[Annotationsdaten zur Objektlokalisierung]
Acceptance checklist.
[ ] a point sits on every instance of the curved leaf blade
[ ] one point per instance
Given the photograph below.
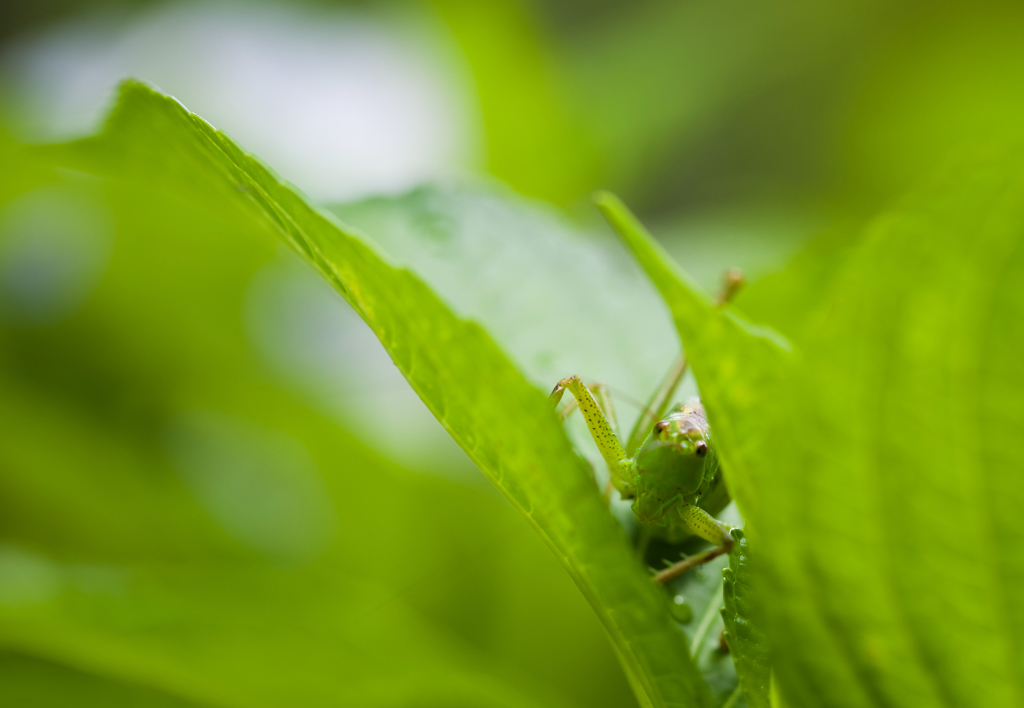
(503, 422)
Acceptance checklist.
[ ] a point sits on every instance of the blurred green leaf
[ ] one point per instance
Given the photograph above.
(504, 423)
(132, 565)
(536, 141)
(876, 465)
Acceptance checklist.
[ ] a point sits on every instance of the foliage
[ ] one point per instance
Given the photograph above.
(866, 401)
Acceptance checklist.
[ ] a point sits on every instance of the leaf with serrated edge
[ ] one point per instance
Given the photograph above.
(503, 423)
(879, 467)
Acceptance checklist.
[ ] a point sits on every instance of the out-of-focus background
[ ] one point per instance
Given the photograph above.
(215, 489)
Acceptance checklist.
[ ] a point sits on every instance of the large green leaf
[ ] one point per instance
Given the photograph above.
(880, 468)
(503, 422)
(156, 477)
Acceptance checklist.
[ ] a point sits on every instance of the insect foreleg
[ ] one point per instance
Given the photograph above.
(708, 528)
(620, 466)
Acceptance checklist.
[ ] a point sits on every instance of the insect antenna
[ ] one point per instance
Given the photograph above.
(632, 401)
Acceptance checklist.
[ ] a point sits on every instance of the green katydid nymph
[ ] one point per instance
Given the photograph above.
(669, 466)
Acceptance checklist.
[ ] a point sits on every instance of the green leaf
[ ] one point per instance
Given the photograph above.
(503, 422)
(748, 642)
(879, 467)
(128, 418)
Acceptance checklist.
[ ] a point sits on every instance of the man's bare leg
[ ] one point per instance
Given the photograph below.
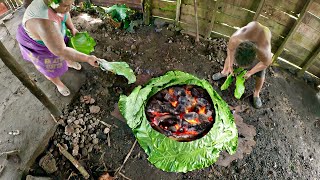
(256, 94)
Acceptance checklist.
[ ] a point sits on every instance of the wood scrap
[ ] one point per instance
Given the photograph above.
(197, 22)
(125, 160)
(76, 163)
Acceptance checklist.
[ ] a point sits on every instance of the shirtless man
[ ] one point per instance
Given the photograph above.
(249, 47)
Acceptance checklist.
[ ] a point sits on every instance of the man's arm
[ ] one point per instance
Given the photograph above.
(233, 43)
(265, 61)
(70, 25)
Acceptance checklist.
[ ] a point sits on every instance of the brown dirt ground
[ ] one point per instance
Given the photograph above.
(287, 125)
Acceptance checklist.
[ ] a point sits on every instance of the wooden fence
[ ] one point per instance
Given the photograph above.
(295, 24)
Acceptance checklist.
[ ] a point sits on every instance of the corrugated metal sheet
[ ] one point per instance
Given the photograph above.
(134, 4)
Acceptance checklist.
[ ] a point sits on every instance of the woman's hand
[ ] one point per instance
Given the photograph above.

* * *

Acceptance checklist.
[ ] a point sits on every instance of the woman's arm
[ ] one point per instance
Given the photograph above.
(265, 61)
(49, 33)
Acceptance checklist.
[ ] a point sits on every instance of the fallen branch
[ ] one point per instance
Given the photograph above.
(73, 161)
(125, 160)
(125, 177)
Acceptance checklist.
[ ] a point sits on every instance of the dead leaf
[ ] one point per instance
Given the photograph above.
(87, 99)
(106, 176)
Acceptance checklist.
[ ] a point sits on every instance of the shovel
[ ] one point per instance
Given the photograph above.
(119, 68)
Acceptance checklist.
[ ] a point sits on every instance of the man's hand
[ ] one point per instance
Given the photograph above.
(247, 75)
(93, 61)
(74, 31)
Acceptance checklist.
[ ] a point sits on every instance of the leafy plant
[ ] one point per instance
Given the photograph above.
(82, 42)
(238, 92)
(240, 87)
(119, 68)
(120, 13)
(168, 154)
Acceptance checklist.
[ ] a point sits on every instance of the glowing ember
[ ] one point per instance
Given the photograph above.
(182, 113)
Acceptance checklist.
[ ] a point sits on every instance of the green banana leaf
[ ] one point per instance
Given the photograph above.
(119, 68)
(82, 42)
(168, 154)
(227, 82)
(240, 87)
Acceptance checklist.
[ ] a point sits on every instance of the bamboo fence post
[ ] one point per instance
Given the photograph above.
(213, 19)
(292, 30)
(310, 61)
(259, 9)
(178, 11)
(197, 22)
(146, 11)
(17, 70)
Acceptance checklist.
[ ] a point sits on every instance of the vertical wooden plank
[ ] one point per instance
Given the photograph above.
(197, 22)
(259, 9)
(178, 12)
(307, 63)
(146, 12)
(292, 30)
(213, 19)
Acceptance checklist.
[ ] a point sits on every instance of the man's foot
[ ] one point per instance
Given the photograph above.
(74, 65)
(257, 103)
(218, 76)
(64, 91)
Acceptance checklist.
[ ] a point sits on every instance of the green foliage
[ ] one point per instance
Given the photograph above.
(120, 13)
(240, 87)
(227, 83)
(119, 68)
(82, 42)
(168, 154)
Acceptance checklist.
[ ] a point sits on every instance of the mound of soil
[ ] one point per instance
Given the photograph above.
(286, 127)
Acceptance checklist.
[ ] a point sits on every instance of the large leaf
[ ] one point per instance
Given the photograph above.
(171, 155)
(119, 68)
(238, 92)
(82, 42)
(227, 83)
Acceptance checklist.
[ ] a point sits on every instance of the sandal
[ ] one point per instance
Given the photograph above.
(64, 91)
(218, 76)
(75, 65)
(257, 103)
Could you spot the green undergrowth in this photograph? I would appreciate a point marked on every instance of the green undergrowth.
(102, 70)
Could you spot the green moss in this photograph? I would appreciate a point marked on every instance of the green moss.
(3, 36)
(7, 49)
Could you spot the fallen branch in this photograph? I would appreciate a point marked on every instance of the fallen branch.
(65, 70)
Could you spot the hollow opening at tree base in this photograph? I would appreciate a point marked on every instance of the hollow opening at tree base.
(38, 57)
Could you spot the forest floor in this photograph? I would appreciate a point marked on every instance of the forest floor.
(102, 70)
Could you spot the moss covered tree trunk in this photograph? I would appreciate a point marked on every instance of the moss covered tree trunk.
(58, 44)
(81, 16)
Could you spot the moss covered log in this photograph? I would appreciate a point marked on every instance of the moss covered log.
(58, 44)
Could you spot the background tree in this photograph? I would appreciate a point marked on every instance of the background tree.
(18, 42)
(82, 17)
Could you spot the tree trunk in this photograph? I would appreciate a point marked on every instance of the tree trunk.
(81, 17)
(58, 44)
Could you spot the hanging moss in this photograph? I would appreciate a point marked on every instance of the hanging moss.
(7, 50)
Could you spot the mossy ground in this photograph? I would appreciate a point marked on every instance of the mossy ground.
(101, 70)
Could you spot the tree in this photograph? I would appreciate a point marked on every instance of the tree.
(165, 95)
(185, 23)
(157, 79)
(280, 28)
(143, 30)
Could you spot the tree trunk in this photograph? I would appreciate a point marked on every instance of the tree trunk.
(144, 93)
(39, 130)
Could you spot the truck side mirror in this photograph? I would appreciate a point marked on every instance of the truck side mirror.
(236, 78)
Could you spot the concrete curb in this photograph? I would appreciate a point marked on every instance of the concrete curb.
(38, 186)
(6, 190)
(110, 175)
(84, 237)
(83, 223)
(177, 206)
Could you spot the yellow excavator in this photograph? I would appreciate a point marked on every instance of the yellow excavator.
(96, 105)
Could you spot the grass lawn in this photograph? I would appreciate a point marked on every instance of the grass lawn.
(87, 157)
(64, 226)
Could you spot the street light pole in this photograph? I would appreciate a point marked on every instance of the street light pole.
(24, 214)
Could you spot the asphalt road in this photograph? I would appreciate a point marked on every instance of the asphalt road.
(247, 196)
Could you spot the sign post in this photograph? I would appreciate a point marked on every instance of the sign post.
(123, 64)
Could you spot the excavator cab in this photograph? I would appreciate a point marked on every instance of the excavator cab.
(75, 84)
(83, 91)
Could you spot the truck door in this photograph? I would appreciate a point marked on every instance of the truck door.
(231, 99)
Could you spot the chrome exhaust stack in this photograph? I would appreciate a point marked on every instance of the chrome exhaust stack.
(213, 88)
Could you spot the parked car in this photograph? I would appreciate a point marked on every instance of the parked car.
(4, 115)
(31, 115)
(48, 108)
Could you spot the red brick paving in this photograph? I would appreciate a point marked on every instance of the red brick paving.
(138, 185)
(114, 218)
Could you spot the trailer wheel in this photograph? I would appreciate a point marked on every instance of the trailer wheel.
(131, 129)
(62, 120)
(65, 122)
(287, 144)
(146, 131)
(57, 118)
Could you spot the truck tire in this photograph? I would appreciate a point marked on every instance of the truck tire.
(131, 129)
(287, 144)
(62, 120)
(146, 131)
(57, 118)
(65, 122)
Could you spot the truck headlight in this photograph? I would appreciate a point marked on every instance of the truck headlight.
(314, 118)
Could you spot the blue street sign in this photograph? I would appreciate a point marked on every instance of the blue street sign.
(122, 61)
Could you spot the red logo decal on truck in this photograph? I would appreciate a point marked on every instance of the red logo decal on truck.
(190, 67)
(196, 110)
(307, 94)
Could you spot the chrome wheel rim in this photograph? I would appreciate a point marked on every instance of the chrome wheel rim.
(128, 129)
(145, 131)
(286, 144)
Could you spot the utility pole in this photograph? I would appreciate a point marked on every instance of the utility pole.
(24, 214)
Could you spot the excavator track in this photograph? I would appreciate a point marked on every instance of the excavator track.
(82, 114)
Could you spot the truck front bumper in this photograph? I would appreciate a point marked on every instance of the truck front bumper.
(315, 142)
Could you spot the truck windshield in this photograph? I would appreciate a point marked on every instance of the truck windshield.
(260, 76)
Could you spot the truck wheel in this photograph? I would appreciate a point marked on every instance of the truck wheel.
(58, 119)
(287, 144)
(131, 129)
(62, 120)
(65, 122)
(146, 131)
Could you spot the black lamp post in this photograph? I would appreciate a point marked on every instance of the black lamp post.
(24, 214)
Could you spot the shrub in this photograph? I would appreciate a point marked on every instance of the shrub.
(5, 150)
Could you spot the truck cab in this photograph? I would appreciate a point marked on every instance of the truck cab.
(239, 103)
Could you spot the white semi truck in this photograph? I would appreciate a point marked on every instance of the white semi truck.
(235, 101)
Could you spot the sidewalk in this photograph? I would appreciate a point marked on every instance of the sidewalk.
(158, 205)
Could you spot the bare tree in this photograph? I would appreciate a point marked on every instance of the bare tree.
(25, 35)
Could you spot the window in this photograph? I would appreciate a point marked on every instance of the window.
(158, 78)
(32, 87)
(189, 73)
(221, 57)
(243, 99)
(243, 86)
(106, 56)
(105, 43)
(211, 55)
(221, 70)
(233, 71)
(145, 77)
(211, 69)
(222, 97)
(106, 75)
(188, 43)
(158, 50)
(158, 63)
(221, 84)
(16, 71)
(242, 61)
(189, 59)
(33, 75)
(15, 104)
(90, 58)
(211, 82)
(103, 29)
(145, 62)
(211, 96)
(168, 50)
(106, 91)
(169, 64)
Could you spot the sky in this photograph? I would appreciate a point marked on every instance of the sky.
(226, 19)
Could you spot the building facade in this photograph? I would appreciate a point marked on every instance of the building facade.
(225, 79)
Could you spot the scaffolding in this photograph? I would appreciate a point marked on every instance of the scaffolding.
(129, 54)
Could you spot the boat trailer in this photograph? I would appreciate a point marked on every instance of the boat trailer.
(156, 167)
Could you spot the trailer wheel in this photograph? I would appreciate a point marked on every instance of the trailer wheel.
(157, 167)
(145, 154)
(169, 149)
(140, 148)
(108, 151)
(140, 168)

Aufgabenstellung ::
Nenne nur die Anzahl der Zeilen in den obigen Einträgen, in denen das Wort „bare“ vorkommt.

Ergebnis ::
2